§ **Your task**
Substitute "meadow" for "hillside" in the lines starting at the beginning of the items and going through the line containing "261 244 L 242". Give those lines again with nothing else changed.

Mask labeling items
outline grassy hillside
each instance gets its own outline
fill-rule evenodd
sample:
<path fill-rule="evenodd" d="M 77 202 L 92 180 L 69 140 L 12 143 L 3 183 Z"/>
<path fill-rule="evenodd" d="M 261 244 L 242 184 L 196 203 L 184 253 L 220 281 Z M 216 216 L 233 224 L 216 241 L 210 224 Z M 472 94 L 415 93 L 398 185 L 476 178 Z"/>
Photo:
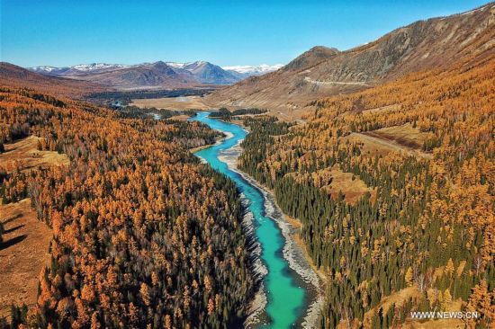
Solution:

§ **Response for this exercise**
outline grassy meadow
each instance gets its own outline
fill-rule evenodd
sample:
<path fill-rule="evenodd" d="M 77 202 L 92 180 L 69 140 L 12 143 L 3 183 Z"/>
<path fill-rule="evenodd" d="M 261 244 L 242 184 L 196 203 L 184 253 L 220 281 Z M 216 216 L 233 224 L 216 241 L 210 224 Z M 472 94 L 415 93 L 398 185 L 476 178 Z"/>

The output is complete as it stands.